>> Begin Material to process

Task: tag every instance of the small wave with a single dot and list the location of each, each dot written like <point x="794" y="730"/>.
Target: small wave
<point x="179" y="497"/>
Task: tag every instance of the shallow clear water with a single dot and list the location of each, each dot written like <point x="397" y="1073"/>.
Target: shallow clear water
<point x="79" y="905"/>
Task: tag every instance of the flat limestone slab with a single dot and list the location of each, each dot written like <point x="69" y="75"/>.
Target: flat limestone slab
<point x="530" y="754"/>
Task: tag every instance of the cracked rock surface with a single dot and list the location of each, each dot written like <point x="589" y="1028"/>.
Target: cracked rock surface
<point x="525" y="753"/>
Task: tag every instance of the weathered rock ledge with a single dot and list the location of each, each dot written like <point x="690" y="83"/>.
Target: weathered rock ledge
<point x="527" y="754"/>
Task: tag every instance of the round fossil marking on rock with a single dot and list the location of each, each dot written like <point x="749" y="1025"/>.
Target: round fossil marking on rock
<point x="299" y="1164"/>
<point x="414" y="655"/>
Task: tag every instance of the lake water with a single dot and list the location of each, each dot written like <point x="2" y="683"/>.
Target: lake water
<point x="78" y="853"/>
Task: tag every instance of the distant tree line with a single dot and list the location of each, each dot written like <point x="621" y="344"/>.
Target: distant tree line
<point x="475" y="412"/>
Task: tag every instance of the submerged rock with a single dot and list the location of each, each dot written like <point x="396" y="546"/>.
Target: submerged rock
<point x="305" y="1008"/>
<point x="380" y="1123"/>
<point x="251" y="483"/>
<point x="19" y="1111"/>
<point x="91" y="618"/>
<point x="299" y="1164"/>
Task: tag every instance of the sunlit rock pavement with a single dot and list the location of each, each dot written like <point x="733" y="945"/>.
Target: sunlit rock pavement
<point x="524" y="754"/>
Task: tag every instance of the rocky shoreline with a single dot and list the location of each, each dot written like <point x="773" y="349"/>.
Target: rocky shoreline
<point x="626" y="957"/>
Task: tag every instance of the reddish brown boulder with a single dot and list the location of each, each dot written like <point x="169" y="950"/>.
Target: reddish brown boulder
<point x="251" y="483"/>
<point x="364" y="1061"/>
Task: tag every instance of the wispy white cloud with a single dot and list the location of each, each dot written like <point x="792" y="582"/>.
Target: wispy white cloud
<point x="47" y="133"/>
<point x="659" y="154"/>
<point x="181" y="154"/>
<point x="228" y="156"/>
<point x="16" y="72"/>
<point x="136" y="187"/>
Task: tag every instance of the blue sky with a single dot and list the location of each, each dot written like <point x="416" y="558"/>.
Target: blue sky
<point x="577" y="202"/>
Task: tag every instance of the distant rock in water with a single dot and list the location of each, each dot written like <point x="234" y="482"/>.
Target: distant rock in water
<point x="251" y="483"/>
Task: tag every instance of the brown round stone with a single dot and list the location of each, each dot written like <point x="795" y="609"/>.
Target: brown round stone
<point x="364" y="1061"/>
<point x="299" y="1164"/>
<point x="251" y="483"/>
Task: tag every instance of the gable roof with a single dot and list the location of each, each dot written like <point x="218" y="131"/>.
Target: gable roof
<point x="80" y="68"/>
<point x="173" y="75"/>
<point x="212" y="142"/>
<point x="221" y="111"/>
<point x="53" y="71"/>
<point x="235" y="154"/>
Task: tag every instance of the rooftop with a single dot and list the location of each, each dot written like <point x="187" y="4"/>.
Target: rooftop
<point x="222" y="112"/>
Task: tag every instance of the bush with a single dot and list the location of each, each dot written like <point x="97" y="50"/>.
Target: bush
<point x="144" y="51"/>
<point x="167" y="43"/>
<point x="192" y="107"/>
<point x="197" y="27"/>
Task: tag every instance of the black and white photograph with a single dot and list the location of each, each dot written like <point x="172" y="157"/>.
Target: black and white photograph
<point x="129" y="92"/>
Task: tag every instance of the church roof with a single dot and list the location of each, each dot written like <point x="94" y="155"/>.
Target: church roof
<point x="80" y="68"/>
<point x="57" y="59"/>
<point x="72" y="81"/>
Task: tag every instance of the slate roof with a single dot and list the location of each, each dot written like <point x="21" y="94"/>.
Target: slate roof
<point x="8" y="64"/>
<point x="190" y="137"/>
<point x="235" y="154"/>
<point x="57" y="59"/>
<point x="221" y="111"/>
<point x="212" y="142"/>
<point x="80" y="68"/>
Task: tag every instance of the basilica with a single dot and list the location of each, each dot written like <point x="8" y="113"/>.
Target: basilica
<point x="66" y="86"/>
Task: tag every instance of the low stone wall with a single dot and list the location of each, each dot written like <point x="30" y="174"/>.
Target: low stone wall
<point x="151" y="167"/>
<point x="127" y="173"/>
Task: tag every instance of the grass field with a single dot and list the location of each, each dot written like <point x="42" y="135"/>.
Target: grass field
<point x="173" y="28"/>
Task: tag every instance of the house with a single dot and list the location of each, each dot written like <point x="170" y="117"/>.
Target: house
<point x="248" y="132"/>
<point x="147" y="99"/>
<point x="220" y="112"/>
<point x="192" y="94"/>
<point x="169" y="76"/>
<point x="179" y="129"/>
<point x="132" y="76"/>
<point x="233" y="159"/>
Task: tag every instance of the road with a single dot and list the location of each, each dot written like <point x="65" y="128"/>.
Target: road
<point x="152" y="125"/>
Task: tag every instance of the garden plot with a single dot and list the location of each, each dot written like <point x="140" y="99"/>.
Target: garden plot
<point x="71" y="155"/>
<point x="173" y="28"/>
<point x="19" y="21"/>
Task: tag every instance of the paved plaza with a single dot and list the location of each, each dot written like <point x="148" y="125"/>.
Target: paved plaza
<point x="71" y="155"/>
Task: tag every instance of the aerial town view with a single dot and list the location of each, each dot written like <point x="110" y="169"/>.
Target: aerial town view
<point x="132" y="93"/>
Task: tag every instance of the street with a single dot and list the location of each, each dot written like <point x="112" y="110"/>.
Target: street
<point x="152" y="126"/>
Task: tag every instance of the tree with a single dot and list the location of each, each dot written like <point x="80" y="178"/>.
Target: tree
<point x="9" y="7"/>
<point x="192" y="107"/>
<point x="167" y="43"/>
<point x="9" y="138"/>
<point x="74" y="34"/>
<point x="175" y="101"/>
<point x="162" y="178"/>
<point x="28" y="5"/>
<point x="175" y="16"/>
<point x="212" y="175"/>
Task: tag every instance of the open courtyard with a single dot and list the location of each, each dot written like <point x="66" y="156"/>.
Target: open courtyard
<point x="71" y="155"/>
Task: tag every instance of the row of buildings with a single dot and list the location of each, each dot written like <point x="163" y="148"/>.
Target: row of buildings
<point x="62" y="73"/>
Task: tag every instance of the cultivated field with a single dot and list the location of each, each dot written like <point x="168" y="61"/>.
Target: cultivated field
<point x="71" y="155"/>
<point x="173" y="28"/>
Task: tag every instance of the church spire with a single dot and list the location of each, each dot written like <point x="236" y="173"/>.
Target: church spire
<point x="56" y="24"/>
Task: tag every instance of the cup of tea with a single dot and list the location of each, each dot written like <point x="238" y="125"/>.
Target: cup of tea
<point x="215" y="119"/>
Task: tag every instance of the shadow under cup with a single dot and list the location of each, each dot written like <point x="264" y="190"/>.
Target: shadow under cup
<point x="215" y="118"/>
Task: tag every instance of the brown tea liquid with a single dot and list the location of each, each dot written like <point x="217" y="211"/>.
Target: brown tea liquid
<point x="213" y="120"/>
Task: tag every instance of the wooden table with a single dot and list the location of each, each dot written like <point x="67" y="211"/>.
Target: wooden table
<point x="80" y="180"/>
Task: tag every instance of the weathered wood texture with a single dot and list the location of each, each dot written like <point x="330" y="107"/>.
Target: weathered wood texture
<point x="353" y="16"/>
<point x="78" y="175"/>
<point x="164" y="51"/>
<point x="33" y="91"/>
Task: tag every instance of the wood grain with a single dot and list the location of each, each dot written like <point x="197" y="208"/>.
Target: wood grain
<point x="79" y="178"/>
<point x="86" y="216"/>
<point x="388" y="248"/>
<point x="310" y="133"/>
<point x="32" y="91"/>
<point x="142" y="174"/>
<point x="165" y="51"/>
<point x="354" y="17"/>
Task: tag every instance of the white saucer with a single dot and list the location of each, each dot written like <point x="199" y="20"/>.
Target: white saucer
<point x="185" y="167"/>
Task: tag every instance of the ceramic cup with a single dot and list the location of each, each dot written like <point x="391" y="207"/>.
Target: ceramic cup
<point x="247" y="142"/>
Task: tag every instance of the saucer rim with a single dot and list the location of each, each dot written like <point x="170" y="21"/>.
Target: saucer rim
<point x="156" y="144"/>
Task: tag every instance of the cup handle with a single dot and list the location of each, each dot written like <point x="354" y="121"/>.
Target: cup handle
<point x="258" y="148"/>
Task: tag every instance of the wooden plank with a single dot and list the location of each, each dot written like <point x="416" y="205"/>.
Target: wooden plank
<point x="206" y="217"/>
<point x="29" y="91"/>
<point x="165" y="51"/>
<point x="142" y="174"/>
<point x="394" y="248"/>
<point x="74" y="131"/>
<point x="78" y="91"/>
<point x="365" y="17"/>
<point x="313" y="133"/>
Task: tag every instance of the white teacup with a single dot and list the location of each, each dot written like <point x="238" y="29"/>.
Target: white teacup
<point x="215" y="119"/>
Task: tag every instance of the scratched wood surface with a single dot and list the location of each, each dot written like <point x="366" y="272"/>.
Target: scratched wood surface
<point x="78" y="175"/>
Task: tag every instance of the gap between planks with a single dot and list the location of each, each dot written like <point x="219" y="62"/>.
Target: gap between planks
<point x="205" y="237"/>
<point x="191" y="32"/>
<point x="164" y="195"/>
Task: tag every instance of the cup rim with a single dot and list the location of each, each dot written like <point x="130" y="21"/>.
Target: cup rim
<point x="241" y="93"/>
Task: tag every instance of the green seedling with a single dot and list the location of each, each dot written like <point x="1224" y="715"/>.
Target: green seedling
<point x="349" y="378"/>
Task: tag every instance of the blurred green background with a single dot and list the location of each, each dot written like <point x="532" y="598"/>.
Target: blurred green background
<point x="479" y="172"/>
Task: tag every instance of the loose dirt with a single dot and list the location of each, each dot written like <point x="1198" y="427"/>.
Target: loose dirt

>> End Material to process

### Task description
Repeat exactly the lines from the line containing "Task: tag every instance of the green" through the end of the listing above; both boundary lines are part of the output.

### Output
Task: tag every instance of the green seedling with a single dot and list the location of each, each dot written like <point x="1224" y="715"/>.
Target: green seedling
<point x="349" y="378"/>
Task: tag every instance of the blurred green background with a single dot and list the location of each, each dot written like <point x="532" y="598"/>.
Target: blurred green background
<point x="479" y="172"/>
Task: tag every instance of the loose dirt with a single dot and list the location of each, each dot written like <point x="1198" y="427"/>.
Target: loose dirt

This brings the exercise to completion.